* [Work request] Whatever the records say, repeat them exactly as given.
[[ Information open ]]
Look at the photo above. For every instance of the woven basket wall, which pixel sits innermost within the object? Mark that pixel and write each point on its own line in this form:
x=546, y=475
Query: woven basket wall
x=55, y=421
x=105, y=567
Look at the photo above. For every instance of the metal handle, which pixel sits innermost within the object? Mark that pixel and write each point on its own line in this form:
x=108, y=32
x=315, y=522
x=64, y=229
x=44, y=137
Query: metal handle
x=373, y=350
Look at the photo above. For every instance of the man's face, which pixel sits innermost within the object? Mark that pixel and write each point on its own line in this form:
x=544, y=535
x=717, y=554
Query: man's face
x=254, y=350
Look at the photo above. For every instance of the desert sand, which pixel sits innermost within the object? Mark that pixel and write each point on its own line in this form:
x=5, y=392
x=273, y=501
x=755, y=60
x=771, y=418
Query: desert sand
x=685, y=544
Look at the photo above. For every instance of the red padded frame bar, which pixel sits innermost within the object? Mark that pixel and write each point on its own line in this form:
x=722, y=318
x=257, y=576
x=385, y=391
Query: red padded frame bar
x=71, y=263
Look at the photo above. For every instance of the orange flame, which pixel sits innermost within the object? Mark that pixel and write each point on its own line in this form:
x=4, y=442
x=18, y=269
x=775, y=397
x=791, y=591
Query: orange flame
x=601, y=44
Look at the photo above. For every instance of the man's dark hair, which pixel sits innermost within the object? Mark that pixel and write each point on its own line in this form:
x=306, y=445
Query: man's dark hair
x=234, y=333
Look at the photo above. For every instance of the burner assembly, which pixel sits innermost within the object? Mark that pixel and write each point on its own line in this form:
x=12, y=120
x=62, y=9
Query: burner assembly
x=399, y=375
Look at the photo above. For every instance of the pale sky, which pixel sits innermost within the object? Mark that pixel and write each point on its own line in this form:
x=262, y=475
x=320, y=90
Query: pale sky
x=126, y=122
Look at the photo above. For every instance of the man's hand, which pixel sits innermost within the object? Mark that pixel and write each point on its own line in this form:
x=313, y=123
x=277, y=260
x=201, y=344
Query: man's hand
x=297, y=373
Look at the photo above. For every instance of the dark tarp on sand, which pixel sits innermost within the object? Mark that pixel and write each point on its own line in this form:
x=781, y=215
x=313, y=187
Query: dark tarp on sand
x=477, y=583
[[ Information closed ]]
* [Output of the task]
Look at the photo above. For every instance of the woven basket wall, which pixel sits innermost within the object? Mark that pixel and write each point on its own line in this form:
x=546, y=475
Query: woven basket wall
x=55, y=421
x=105, y=567
Look at the photo above. For every instance of the metal handle, which pixel sits innermost within the object? Mark that pixel and write each point on its own line in this form:
x=108, y=32
x=315, y=522
x=64, y=229
x=44, y=137
Query: metal handle
x=373, y=350
Look at the photo above. For every instance of the man's face, which pixel sits innermost within the object? Mark that pixel and write each point on its own line in this form:
x=544, y=535
x=717, y=554
Query: man's face
x=254, y=350
Look at the photo above. For every instance of the desert sand, which pixel sits innermost within the object? Mark that pixel and write each point on its own line in this form:
x=5, y=392
x=273, y=501
x=755, y=60
x=771, y=418
Query: desert sand
x=685, y=544
Look at the photo above. For every instance of the red padded frame bar, which pixel sits innermost within the object? Mark that pixel and write each point on its own line in this form:
x=722, y=318
x=257, y=576
x=385, y=391
Query: red padded frame bar
x=71, y=263
Look at the photo above. For every instance of the orange flame, which pixel sits innermost within the object? Mark that pixel and write each point on its own line in this form:
x=4, y=442
x=18, y=269
x=775, y=397
x=791, y=591
Query: orange flame
x=601, y=44
Look at the photo above. For every instance of the man's dark hair, which pixel sits innermost within the object? Mark that pixel and write each point on its own line in this form:
x=306, y=445
Query: man's dark hair
x=234, y=333
Look at the photo above. For every instance of the burner assembly, which pixel sits innermost within the object? Mark that pixel and write each point on its own line in this form:
x=12, y=120
x=62, y=9
Query: burner assembly
x=399, y=375
Look at the photo above. For every instance of the pale sky, which pixel sits innermost within the object? Mark that pixel and write each point on its own line in this form:
x=262, y=475
x=320, y=90
Query: pale sky
x=126, y=122
Look at the photo above. For every instance of the man's hand, which pixel sits innermost within the object? Mark that pixel and write each point on its own line in this form:
x=313, y=123
x=277, y=260
x=201, y=344
Query: man's hand
x=297, y=373
Look at the photo above. For every instance of the dark tarp on sand, which pixel sits innermost within the object? Mark that pixel and write each point on its own line in this form:
x=781, y=215
x=313, y=187
Query: dark tarp on sand
x=477, y=583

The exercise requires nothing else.